-- Défis --
**a.** Recopiez le passage de l'entretien avec Pierre Schoendoerffer allant de « Il venait de » jusqu'à « l’on est parti. », en remplaçant « Cambodge » par « Laos ».
**b.** Répondez à ces questions d'après l'entretien avec Pierre Schoendoerffer.
(i) Dans quel pays le cinéaste devait-il partir après les deux ou trois semaines qui lui restaient ?
(ii) Pendant combien d'années n'a-t-il pas fait de films ?
(iii) Sur quel navire le tournage du Crabe-Tambour avait-il déjà commencé ?
**c.** Rédigez la suite de l'entretien avec Pierre Schoendoerffer, à partir de sa dernière réplique.

-- Extrait de page --
Il venait de faire un très beau film qui s’appelait : La fille à la
valise. Il souhaitait faire le rôle du Lieutenant Torrens dans la 317ème
section. Quand je l’ai vu, il était un peu poupon, alors je lui ai dit :
« vous savez les soldats c’étaient des loups maigres ». Il m’a demandé :
« vous êtes très très pressé de faire votre choix ? » J’ai répondu : « j’ai
15 jours, 3 semaines devant moi, après ça je pars au Cambodge. Je ne
reviendrai pas, il faudra que les personnages que j’ai choisis viennent me
rejoindre là-bas ». Il m’a juste dit : « laissez-moi deux semaines ». Je
pense que pendant ces 15 jours, il n’a pas mangé. Il n’était pas encore un
loup maigre, mais cet acte de foi, de vouloir au point de revenir amaigri 15
jours plus tard, m’a convaincu. Je me suis dit qu’avec quelqu’un qui a cette
volonté, on pouvait aller au bout du monde ! Et l’on est parti.
Après ça, j’ai fait : Objectif 500
millions. Il n’était pas dans le coup. Puis pendant 11 ans, je n’ai pas
fait de films. J’ai écrit des livres, j’ai fait des documentaires : La
Section Anderson - La Sentinelle du Matin, sur les avions de
chasse – un autre sur le 25e anniversaire de l’ONU… Mais je n’ai
pas fait de films. Parce que mes sujets n’intéressaient personne, et ceux
qu’on me proposait ne m’emballaient pas. Et petit à petit, on m’en a proposé
de moins en moins. 11 ans, c’est une longue période. Je me suis dit que je
ne ferais plus jamais de cinéma, et j’ai écrit : Le Crabe-Tambour. Je
l’ai envoyé à Georges de Beauregard, avec qui j’avais des différents
financiers d’ailleurs. On avait échangé des avocats ! Mais je lui avais
envoyé le livre, parce que je l’aimais bien. C’était un type qui savait
lire, et je voulais lui montrer que je ne mourrais pas de faim, et que je
continuais à faire des choses. Il m’a téléphoné le lendemain en me disant :
« On en fait un film ! »
À ce moment-là, je ne voulais pas Jacques
Perrin, mais quelqu’un d’autre qui m’a claqué dans les doigts. Le tournage
avait déjà commencé sur l’escorteur d’escadre le Jaureguiberry de la Marine
Nationale. En rentrant Beauregard me dit que Perrin veut faire le film."
LEXNEWS :
"Donc c’est plus un désir de sa part, qu’un vrai choix de la vôtre."
Pierre Schoendoerffer :
"Là, oui ! Mais je n’ai pas été du tout mécontent du
choix. Ce n’était pas le personnage tel que je me l’imaginais, mais Perrin
avait le don de l’éternelle jeunesse, et ça c’est quelque chose qui me
touchait beaucoup. "

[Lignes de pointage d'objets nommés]
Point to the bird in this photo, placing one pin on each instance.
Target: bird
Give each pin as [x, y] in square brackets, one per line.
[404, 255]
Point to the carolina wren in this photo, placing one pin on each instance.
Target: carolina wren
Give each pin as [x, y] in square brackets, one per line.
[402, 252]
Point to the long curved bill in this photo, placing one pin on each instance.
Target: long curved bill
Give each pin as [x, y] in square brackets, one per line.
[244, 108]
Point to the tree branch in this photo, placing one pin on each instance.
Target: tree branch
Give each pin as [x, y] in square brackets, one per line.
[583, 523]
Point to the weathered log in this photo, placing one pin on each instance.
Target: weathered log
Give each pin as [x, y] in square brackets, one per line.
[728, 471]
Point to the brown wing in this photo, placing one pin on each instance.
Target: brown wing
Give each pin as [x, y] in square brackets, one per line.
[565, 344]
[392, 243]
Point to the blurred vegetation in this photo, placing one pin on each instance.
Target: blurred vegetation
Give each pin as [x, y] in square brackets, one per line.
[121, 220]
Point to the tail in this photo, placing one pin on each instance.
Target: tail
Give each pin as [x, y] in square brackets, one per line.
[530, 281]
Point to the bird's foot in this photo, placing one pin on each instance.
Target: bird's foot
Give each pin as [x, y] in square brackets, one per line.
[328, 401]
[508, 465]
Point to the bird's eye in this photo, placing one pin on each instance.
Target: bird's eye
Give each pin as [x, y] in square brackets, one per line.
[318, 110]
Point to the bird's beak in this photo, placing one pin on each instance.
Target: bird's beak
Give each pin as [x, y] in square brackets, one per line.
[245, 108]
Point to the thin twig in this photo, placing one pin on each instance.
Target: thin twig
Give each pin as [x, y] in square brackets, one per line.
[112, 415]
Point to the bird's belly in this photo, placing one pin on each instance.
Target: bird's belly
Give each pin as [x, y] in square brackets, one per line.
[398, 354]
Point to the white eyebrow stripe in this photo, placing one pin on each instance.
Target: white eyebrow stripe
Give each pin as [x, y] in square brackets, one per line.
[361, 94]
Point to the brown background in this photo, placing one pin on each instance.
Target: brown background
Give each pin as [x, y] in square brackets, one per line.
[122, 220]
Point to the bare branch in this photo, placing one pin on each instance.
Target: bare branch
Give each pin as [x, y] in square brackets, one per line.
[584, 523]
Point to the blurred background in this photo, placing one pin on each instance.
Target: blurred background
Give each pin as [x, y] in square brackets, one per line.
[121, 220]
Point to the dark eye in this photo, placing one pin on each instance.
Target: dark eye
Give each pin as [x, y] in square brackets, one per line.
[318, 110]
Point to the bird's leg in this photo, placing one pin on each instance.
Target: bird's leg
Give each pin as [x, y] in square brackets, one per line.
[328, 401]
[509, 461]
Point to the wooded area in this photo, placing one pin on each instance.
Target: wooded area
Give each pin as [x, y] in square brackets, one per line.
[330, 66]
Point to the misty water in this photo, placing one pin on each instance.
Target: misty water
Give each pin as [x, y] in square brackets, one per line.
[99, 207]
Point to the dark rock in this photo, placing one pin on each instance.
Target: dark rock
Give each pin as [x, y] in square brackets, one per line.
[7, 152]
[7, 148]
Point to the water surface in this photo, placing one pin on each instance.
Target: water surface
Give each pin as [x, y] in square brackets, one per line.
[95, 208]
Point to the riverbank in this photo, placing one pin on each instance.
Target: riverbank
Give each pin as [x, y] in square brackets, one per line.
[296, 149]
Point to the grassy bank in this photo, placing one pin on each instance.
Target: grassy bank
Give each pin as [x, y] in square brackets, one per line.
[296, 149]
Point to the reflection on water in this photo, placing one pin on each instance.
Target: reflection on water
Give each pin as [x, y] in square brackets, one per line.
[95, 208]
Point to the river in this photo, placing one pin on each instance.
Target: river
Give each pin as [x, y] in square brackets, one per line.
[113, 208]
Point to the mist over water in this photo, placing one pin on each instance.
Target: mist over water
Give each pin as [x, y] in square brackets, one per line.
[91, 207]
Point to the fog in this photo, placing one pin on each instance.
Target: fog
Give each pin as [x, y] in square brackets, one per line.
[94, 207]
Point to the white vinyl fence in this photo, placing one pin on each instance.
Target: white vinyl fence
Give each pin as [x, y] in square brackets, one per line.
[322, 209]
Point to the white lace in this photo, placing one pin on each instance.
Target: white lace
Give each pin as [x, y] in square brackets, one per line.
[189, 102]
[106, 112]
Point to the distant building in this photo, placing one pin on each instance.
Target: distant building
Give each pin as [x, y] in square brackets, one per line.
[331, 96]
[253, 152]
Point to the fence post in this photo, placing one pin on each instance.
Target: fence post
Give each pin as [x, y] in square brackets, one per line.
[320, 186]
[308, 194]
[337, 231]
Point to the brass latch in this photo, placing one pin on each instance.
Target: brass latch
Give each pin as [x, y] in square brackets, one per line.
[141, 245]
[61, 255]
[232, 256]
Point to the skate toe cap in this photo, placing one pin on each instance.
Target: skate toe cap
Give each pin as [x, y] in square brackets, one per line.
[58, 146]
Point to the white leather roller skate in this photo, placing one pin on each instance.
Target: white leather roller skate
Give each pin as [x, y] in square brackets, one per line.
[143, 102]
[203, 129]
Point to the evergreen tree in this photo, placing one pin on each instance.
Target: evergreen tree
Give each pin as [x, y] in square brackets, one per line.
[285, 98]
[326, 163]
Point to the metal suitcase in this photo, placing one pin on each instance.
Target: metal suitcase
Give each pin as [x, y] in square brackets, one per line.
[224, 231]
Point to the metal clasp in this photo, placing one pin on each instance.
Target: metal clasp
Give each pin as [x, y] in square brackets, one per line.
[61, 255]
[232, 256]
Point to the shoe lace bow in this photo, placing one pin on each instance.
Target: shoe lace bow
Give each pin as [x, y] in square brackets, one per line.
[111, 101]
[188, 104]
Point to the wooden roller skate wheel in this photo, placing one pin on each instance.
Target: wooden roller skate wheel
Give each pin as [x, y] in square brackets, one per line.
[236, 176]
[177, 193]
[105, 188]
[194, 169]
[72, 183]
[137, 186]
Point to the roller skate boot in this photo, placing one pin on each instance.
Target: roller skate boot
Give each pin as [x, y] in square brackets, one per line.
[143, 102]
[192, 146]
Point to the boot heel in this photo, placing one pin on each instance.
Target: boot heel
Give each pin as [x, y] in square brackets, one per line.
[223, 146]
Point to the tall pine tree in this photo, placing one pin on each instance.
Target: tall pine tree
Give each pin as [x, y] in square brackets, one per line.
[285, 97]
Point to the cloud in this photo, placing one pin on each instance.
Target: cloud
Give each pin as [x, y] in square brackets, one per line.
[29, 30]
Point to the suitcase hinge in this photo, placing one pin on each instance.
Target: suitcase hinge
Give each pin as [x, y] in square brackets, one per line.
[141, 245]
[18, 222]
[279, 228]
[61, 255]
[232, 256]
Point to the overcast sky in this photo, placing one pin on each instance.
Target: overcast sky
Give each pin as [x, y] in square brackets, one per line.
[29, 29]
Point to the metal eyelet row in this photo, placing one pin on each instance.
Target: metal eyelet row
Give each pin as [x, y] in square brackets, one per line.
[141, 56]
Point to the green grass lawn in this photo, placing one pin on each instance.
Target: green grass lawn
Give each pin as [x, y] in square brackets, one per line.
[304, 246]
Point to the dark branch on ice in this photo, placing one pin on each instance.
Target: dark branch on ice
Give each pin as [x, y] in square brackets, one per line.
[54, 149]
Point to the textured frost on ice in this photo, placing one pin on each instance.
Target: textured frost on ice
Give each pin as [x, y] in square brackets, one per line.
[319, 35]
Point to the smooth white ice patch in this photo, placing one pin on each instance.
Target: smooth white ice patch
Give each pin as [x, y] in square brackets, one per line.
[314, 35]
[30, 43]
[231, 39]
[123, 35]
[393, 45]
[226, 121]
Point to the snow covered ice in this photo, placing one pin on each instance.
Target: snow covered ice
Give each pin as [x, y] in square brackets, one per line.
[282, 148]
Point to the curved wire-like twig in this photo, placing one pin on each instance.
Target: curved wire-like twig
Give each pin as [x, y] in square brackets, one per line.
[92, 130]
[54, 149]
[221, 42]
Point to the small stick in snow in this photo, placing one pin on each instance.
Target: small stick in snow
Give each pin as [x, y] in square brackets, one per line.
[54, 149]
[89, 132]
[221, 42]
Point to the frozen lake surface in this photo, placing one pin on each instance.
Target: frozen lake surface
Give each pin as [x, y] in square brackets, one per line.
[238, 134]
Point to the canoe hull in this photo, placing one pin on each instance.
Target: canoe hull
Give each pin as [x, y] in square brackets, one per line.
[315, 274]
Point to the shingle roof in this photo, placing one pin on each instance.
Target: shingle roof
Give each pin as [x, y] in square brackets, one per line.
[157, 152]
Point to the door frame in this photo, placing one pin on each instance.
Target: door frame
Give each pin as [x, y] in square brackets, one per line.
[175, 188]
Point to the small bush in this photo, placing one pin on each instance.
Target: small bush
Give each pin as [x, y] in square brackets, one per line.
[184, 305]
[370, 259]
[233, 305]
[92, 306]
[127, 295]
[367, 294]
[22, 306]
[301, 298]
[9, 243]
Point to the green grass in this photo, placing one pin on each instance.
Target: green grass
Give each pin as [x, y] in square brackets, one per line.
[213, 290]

-- Réponses rédigées --
**a.**
Il venait de faire un très beau film qui s’appelait : La fille à la
valise. Il souhaitait faire le rôle du Lieutenant Torrens dans la 317ème
section. Quand je l’ai vu, il était un peu poupon, alors je lui ai dit :
« vous savez les soldats c’étaient des loups maigres ». Il m’a demandé :
« vous êtes très très pressé de faire votre choix ? » J’ai répondu : « j’ai
15 jours, 3 semaines devant moi, après ça je pars au Laos. Je ne
reviendrai pas, il faudra que les personnages que j’ai choisis viennent me
rejoindre là-bas ». Il m’a juste dit : « laissez-moi deux semaines ». Je
pense que pendant ces 15 jours, il n’a pas mangé. Il n’était pas encore un
loup maigre, mais cet acte de foi, de vouloir au point de revenir amaigri 15
jours plus tard, m’a convaincu. Je me suis dit qu’avec quelqu’un qui a cette
volonté, on pouvait aller au bout du monde ! Et l’on est parti.

**b.**
(i) Au Cambodge.
(ii) Pendant 11 ans.
(iii) Sur l'escorteur d'escadre le Jaureguiberry de la Marine Nationale.

**c.**
LEXNEWS :
"Et pour L’Honneur d’un Capitaine ?"
Pierre Schoendoerffer :
"Ça faisait une sorte petite de trilogie, et je
voulais retrouver des images de lui très jeune dans de la 317ème
section. Pour les mêmes raisons, j’avais besoin de lui, et de Cremer,
pour : Là-haut. S’ils m’avaient dit non, je ne faisais pas le film !"
LEXNEWS :
"Pierre Guillaume, vous l’avez rencontré ?"
(Né
en 1925, Pierre Guillaume est un officier de marine très indépendant. Il
fait trois séjours en Indochine qu’il marque de son empreinte. Après la
guerre, il rejoint la France à bord d’une jonque et se fait dépouiller par
une tribu somalienne dont il devient l’hôte. Il s’engage en Algérie pour
remplacer son frère tombé au combat, et est fait officier de la légion
d’honneur à trente-cinq ans. Ses convictions le poussent à participer au
putsch des généraux avec lesquels il sera emprisonné durant six ans… Il
meurt en 2002.) (Pour les curieux, il fait une petite apparition dans le
film « Le Crabe Tambour ». Il joue le rôle de l’avocat de Jacques Perrin
lors de son procès)
Pierre Schoendoerffer :
"Je l’ai rencontré quand il est sorti de prison, parce
que j’étais resté en contact avec Salan. Salan avait été mon patron en
Indochine, et j’avais de l’estime pour lui. Pas pour ses choix politiques.
Je ne suis pas un homme de politique, je suis un homme d’émotions, c’est mon
métier. Je lui avais envoyé mon livre : La 317ème section,
en 1964, avec la photo du premier poste qu’il avait occupé comme lieutenant
sur le Mékong quand il avait 20 ans, et que j’avais retrouvé. Quand ils ont
été amnistiés et libérés, sous Pompidou, je leur ai proposé de leur montrer
mes films."
LEXNEWS :
"Quand vous dites, que vous leur avez proposé…, de qui vous parlez
exactement ?"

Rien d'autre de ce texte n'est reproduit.